The accident occurred in New Orleans. Mr. Bullard was traveling on the highway referred to as "U.S. Highway 90 Business District" when he reached the Claiborne Avenue exit, which has a posted speed *216 limit of 35 mph. This exit ramp subsequently forks, and Mr. Bullard took the left fork, which is the entrance ramp to U.S. Highway 90 westbound (also known as the Pontchartrain Expressway).
Officer Alwyn Buras, who testified he is employed by the "Crescent City Police Department in New Orleans,"[4] investigated the accident. He testified at trial that he was notified of the accident at 4:56 a.m. When he arrived on the scene just minutes later, no one was in the car, a 1991 Chevrolet Caprice. The car was heavily damaged on the driver's side front and was resting partially upon the top of a four-foot high concrete barrier wall of the ramp.[5] The car, with its lights on, had come to rest at a concrete abutment designed to support a light post. The light post itself was missing.
Mr. Bullard's car initially struck the outside curb in the third and sharpest curve of the ramp in question and continued on the curb for a distance of 47½ feet. The car then made a second impact, which caused it to vault, and the undercarriage went on top of the concrete barrier wall. The car rode atop the barrier wall for another 87½ feet. Thus, the distance between the point where the car first made contact with the curb and the point where the car came to rest at the concrete abutment was approximately 135 feet. The officer testified there were no yaw marks or skid marks showing the driver had reacted to the curve or tried to brake at any time.

# Records shown
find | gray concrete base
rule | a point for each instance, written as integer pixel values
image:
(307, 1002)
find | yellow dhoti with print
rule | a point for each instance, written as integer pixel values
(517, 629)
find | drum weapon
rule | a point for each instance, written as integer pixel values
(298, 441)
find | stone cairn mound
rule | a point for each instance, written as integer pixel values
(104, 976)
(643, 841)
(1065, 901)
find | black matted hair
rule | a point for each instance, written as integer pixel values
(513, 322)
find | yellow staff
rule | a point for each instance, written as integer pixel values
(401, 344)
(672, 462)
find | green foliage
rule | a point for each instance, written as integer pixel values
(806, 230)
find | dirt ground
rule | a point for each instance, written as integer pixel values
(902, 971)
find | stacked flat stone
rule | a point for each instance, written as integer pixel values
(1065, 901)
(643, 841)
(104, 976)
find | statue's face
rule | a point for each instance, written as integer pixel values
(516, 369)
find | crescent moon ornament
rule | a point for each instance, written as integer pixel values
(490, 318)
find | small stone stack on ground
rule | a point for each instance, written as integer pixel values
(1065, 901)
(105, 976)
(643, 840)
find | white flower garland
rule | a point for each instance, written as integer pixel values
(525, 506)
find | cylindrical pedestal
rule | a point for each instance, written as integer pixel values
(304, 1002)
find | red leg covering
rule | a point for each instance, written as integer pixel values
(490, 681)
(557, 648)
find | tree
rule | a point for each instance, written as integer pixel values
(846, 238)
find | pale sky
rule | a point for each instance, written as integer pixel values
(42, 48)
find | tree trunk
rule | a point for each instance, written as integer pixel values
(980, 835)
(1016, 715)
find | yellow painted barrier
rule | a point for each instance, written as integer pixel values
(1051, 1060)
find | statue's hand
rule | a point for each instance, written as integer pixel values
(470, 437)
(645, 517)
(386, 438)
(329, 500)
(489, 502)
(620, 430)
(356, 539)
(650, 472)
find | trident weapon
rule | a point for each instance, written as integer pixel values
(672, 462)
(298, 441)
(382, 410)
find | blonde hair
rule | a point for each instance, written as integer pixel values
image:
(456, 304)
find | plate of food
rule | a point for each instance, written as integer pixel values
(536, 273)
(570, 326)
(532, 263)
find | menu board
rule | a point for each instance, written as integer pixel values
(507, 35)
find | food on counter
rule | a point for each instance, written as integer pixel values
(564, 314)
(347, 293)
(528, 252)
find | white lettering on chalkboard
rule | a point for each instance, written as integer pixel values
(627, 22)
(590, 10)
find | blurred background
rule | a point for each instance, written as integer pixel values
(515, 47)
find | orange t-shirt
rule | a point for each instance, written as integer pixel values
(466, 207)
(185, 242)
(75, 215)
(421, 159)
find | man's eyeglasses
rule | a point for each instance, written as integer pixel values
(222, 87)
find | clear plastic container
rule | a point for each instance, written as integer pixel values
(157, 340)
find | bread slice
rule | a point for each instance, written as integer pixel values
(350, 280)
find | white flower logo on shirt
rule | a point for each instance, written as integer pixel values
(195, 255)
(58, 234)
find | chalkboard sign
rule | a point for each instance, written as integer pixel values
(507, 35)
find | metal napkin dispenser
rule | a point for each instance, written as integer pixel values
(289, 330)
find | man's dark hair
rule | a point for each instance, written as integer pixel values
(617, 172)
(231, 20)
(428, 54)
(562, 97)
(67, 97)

# What you need to do
**a)** Copy everything in the New Orleans car accident account from "Mr. Bullard's car" down to "at any time.".
**b)** List every measurement given in feet in the New Orleans car accident account, with what each one measures.
The entries have no role in this work.

# Written answers
**a)**
Mr. Bullard's car initially struck the outside curb in the third and sharpest curve of the ramp in question and continued on the curb for a distance of 47½ feet. The car then made a second impact, which caused it to vault, and the undercarriage went on top of the concrete barrier wall. The car rode atop the barrier wall for another 87½ feet. Thus, the distance between the point where the car first made contact with the curb and the point where the car came to rest at the concrete abutment was approximately 135 feet. The officer testified there were no yaw marks or skid marks showing the driver had reacted to the curve or tried to brake at any time.

**b)**
- Four feet: the height of the concrete barrier wall of the ramp
- 47½ feet: the distance the car continued on the curb
- 87½ feet: the distance the car rode atop the barrier wall
- Approximately 135 feet: the distance from where the car first made contact with the curb to where it came to rest at the concrete abutment